提示文 ::
________

約22億円を投じてバリアフリー化や座席改善、コンセント増設といったリニューアルが図られる8000系特急型電車。《写真撮影 草町義和》

JR四国は8月26日、国土交通省に対して運賃の上限変更認可申請を行なったことを明らかにした。2023年春に運賃と一部の特急料金の改定を予定している。

JR四国は消費税転嫁を除いて、1996年1月以来、運賃改定を行なっていなかったが、近年のコロナ禍や人口減少などを受けて、2021年度は本業の赤字が202億円、経営安定基金の運用益を加味しても33億円の最終赤字に陥っている。

このような流れから、今後も鉄道運輸収入のさらなる減少が予測されるとともに「固定費が大半を占める鉄道事業の特質上、安全・安定輸送を確保するために必要となる安全投資、修繕を確保したうえでの経費削減には限界があり、現在の運賃・料金水準では中長期的な事業継続は極めて困難と判断しております」として、改定に踏み切ることになった。

申請によると、普通運賃では100kmまでの他の交通機関の運賃水準を考慮して、キロ数に賃率を乗じる従来の算出方法に拠らない対キロ区間制運賃を導入。101〜200kmの区間は従来の算出方法とするが、賃率を16.20円から3円引き上げた19.20円とする。201km以上の区間については賃率を据え置く。

________

行の抜粋 ::
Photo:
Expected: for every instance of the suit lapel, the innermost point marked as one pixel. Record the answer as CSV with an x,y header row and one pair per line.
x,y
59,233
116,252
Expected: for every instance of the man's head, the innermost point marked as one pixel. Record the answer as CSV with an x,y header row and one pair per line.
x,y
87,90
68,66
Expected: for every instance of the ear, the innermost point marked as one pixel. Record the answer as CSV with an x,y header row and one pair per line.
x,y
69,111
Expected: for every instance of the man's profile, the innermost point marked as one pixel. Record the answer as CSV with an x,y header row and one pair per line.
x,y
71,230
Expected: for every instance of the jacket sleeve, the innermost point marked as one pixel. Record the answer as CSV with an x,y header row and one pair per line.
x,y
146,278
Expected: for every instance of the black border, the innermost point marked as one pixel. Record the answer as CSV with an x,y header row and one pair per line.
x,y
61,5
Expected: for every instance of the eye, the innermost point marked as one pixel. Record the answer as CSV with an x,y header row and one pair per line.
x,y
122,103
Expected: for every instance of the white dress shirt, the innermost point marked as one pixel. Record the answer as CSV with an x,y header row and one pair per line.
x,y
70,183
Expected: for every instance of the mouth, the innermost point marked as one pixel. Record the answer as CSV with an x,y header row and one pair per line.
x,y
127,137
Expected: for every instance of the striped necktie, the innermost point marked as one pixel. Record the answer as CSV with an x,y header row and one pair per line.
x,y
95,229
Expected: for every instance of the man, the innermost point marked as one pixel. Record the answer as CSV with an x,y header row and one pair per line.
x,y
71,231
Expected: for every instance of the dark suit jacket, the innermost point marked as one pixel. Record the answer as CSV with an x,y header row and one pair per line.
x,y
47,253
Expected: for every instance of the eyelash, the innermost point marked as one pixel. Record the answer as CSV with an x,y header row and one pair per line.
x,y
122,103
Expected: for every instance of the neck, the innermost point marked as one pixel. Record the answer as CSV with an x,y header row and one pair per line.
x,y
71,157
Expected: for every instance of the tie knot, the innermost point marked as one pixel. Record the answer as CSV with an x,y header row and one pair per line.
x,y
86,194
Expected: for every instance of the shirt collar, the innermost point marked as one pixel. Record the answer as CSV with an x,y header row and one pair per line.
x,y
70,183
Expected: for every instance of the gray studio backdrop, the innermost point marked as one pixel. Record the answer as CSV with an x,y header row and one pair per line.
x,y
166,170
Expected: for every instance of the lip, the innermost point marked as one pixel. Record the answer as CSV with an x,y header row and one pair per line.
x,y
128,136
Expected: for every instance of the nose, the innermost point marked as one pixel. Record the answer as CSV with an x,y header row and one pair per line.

________

出題 ::
1/ JR四国の運賃改定についての文章では、101〜200kmの区間の賃率をいくらからいくらに引き上げるとしているか。
2/ JR四国の運賃改定についての文章を、最後の文の後から書き継いでください。

解答 ::
1/ 16.20円から19.20円に引き上げるとしている。

2/
定期運賃では割引率の引下げが行なわれ、通勤定期は1か月用が平均52.9%から48.0%、6か月用が平均58.8%から53.2%、通学定期は大学生用1か月が74.7%から73.2%とされる。

なお、通学定期の中・高生用については、今回の申請が認可された際に届出を行なうとしており、その場合、割引率は高校生用1か月が76.9%から76.2%、中学生用1か月が81.6%から80.8%に引き下げられる。

一方、1996年1月の改定時に地方交通線で運賃表に代わり、通常の営業キロ数を割増した擬制キロが導入された際、激変緩和措置により導入された特定運賃は、役目を終えたとして廃止される。

このほか、特定特急料金の改定も予定しており、自由席では25kmまでの区間を330円から450円に引き上げるとともに、50kmまでの区間を廃止してA特急料金と同額に。指定席については特定料金を廃止して、こちらもA特急料金と同額とする。これら以外の特急料金については競合する都市間バス路線を考慮して据置きとする。

また、「トクトクきっぷ」と呼ばれる特別企画乗車券については、申請が認可された場合、改定分相当を引き上げることを基本にするという。

この改定によりJR四国では年間20億円程度の増収を見込んでおり、多度津工場の近代化やキハ40系に代わる新型一般型気動車の開発・新製、8000系特急型電車の大規模リニューアル、列車運行の効率化、検査・修繕の効率化、スマートフォンアプリによる新チケットシステムの開発・導入などを図るとしている。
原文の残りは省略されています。